Texte cité
Les fossoyeurs

« Papen a parlé à la radio. Un discours qui vient de nos propres idées, de A à Z. » C’est par cette épigraphe issue d’un discours du docteur Joseph Goebbels prononcé le 28 août 1932 que l’historien Johann Chapoutot introduit son nouvel essai, Les irresponsables. Qui a porté Hitler au pouvoir ? On l’aura compris : il s’agit d’un livre qui entre en résonance avec le présent. Comme s’ils avaient oublié la leçon de janvier 1933, les irresponsables de tous les pays ont le vent en poupe. Un rappel historique qui noue l’estomac quand on pense à l’avenir.

Johann Chapoutot | Les irresponsables. Qui a porté Hitler au pouvoir ?. Gallimard, coll. « Nrf Essais », 304 p., 21 €

Cessons les anathèmes contre l’analogie trop facile et l’histoire engagée, ces poncifs dictés par la prudence académique et que répètent à l’envi les spécialistes du « c’est plus compliqué que ça », alors qu’au contraire c’est limpide. L’heure est trop grave quand elle renvoie à 1933 en Allemagne. Il ne faut cesser de le dire : les nazis n’ont pas pris le pouvoir, on le leur a donné. En pensant les manœuvrer. Ce sera l’inverse, comme on le sait. Le livre de Chapoutot se veut un réquisitoire. Pis : « un essai d’histoire partiale » (cf. Isaac, du Malet et Isaac de nos manuels scolaires). La colère est sous-jacente. On la partagera tout au long de la lecture, le style propre à l’historien y invitant. À l’écrit comme à l’oral, d’ailleurs, comme en attestent ses entretiens, au cours desquels il ne mâche pas davantage ses mots.

Les irresponsables ? Vous les trouverez d’un seul coup d’œil en allant à l’index, ce sont les noms les plus cités : Brüning, Hindenburg, Papen, Schleicher, soit « une petite oligarchie désinvolte, égoïste et bornée qui a fait le choix, le calcul et le pari de l’assassinat d’une démocratie ». Certes. Même si on aurait pu trouver des adjectifs plus adéquats pour qualifier cette clique. Si elle fit le choix d’assassiner une démocratie vacillante, ce fut en connaissance de cause de ses intérêts. Pas seulement parce qu’elle était bornée. Des irresponsables ? Oui… mais qui donc alors fut responsable ? D’où notre interrogation sur le titre, mais il faut admettre qu’il sonne bien, même si « Les fossoyeurs » aurait été plus juste.

Consigne A
Répondez à ces questions sur le compte rendu :
(i) De qui est le discours placé en épigraphe, et à quelle date a-t-il été prononcé ?
(ii) Chez quel éditeur et dans quelle collection le livre paraît-il ?
(iii) Quel titre le compte rendu aurait-il jugé plus juste ?
Consigne B
Dans le compte rendu, recopiez le passage qui va de « Les irresponsables ? Vous » jusqu'à « été plus juste. », en substituant « coterie » à « clique ».

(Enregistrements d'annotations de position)
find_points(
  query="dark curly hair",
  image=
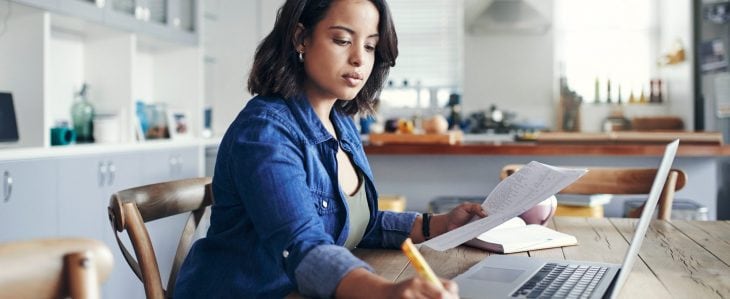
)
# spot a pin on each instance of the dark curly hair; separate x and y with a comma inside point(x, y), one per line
point(276, 68)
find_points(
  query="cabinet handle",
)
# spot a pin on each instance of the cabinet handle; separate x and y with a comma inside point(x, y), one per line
point(102, 173)
point(8, 186)
point(139, 12)
point(112, 172)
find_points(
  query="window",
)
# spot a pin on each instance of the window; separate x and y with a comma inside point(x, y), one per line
point(429, 64)
point(598, 40)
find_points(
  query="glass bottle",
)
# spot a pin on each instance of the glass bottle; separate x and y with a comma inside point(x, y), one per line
point(82, 115)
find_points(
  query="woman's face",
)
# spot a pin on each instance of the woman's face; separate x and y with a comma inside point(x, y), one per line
point(339, 54)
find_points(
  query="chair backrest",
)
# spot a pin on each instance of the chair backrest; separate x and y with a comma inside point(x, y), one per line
point(129, 210)
point(617, 180)
point(54, 268)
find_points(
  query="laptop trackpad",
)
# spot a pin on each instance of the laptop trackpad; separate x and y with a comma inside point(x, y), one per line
point(496, 274)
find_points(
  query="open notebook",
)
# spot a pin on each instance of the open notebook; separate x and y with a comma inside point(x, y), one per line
point(516, 236)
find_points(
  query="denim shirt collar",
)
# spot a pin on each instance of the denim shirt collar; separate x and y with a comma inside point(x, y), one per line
point(313, 128)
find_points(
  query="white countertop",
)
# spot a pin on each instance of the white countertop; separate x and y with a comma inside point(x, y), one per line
point(22, 153)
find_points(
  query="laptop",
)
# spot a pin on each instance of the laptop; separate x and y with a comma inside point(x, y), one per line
point(501, 276)
point(8, 125)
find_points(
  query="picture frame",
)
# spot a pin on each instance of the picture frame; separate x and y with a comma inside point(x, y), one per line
point(178, 122)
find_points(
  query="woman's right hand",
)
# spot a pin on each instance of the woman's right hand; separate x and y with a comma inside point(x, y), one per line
point(418, 287)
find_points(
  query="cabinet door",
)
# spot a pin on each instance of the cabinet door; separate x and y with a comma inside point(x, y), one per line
point(82, 208)
point(85, 186)
point(91, 10)
point(28, 204)
point(124, 14)
point(168, 165)
point(45, 4)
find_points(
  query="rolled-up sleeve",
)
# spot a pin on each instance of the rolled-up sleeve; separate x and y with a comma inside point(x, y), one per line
point(323, 268)
point(273, 182)
point(389, 230)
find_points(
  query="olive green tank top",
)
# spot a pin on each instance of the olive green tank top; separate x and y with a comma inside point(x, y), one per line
point(359, 215)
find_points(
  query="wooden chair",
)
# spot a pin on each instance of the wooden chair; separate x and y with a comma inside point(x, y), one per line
point(53, 268)
point(130, 209)
point(608, 180)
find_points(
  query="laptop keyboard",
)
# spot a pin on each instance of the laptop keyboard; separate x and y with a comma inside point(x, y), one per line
point(562, 281)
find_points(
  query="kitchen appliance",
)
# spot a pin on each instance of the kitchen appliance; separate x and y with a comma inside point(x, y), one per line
point(8, 124)
point(712, 81)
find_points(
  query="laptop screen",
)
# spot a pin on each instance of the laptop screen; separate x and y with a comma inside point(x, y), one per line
point(646, 215)
point(8, 125)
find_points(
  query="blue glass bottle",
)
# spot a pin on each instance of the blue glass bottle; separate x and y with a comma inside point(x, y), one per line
point(82, 115)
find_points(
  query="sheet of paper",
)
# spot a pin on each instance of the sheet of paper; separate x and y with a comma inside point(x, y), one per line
point(513, 196)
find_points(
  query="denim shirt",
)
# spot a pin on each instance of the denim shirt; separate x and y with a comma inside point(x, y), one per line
point(279, 218)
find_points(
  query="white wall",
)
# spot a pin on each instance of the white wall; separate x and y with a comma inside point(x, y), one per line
point(675, 21)
point(514, 72)
point(230, 39)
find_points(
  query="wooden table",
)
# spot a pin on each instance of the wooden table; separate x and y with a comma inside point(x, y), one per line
point(680, 259)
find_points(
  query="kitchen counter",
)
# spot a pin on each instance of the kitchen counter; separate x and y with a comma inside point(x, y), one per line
point(546, 149)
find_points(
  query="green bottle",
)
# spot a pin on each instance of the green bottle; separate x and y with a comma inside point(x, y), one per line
point(82, 115)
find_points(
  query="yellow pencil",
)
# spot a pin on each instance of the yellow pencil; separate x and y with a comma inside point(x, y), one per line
point(419, 263)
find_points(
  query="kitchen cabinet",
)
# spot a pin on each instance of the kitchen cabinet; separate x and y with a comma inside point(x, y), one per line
point(167, 165)
point(144, 54)
point(85, 185)
point(85, 9)
point(161, 166)
point(28, 207)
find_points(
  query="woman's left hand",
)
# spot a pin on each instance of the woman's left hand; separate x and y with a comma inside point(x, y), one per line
point(463, 214)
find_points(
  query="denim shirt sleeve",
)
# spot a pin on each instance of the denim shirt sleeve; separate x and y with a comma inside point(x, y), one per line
point(389, 230)
point(268, 160)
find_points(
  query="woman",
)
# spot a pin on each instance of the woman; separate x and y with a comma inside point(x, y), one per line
point(293, 189)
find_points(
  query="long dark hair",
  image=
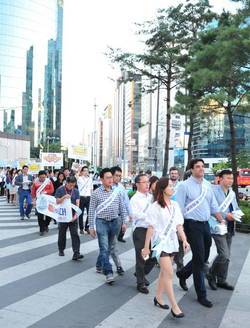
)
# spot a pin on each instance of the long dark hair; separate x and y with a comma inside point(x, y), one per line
point(159, 191)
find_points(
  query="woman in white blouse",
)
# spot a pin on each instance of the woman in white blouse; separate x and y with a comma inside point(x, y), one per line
point(164, 219)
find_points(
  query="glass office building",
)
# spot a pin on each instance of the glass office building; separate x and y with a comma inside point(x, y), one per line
point(212, 136)
point(31, 68)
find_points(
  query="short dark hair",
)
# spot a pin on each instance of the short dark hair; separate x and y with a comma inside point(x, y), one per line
point(83, 168)
point(195, 161)
point(139, 176)
point(173, 168)
point(187, 175)
point(225, 172)
point(152, 180)
point(159, 191)
point(103, 171)
point(115, 168)
point(42, 172)
point(71, 179)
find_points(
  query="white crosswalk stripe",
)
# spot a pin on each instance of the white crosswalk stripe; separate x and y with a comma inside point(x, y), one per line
point(36, 304)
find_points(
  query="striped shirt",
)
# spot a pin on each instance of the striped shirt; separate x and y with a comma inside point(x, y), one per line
point(113, 211)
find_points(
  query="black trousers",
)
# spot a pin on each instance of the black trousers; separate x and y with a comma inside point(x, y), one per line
point(199, 237)
point(73, 228)
point(84, 203)
point(142, 267)
point(43, 221)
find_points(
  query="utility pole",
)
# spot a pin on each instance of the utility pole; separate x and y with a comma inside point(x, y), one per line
point(95, 137)
point(157, 125)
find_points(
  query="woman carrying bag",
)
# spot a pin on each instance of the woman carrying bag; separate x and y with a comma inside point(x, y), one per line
point(164, 219)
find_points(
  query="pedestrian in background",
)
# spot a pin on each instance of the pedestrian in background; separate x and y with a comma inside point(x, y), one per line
point(69, 192)
point(107, 212)
point(24, 182)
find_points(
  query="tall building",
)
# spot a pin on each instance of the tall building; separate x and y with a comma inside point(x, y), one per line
point(211, 138)
point(126, 121)
point(31, 66)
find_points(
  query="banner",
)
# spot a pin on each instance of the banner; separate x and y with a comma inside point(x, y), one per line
point(78, 152)
point(34, 168)
point(52, 159)
point(60, 212)
point(76, 166)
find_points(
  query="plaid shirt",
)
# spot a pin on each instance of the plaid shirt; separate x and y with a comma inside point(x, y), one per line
point(113, 211)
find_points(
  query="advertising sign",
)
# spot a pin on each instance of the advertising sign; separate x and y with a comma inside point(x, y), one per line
point(78, 152)
point(52, 159)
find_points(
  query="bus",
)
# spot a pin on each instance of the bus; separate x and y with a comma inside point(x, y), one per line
point(243, 178)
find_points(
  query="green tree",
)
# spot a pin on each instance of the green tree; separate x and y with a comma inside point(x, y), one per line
point(220, 69)
point(167, 39)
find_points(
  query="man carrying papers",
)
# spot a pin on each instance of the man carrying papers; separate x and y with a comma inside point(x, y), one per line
point(226, 199)
point(69, 192)
point(42, 185)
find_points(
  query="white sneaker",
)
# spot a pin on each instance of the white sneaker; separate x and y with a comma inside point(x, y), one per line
point(109, 278)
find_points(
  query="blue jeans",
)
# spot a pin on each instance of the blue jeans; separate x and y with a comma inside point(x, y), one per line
point(25, 194)
point(106, 232)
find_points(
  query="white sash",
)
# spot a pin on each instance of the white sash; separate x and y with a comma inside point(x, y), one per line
point(85, 185)
point(158, 248)
point(227, 201)
point(196, 202)
point(43, 185)
point(107, 202)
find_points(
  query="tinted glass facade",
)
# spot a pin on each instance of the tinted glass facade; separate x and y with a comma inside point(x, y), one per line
point(31, 67)
point(212, 137)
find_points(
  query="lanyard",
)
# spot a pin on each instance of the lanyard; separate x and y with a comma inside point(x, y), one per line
point(169, 208)
point(71, 192)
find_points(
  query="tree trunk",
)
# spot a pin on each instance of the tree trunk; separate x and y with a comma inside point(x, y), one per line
point(168, 119)
point(190, 139)
point(233, 147)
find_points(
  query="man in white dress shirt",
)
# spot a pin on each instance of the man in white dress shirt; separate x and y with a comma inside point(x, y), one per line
point(85, 187)
point(139, 205)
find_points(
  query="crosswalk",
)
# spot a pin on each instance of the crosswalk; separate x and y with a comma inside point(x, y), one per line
point(40, 289)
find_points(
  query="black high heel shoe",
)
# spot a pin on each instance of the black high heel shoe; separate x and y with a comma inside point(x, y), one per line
point(162, 306)
point(180, 315)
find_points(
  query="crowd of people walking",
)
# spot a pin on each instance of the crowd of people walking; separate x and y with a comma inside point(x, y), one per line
point(168, 217)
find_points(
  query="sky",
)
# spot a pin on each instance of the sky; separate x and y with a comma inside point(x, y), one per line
point(89, 28)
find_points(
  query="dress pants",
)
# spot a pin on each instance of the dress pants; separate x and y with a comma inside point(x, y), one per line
point(178, 258)
point(219, 268)
point(106, 232)
point(43, 221)
point(113, 251)
point(142, 267)
point(199, 238)
point(25, 194)
point(73, 228)
point(84, 203)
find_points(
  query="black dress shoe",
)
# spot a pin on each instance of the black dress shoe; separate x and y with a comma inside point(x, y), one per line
point(182, 281)
point(205, 302)
point(77, 256)
point(142, 289)
point(180, 315)
point(211, 282)
point(122, 240)
point(120, 271)
point(225, 285)
point(162, 306)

Réponse écrite A
(i) Du docteur Joseph Goebbels, le 28 août 1932.
(ii) Chez Gallimard, dans la collection « Nrf Essais ».
(iii) « Les fossoyeurs ».

Réponse écrite B
Les irresponsables ? Vous les trouverez d’un seul coup d’œil en allant à l’index, ce sont les noms les plus cités : Brüning, Hindenburg, Papen, Schleicher, soit « une petite oligarchie désinvolte, égoïste et bornée qui a fait le choix, le calcul et le pari de l’assassinat d’une démocratie ». Certes. Même si on aurait pu trouver des adjectifs plus adéquats pour qualifier cette coterie. Si elle fit le choix d’assassiner une démocratie vacillante, ce fut en connaissance de cause de ses intérêts. Pas seulement parce qu’elle était bornée. Des irresponsables ? Oui… mais qui donc alors fut responsable ? D’où notre interrogation sur le titre, mais il faut admettre qu’il sonne bien, même si « Les fossoyeurs » aurait été plus juste.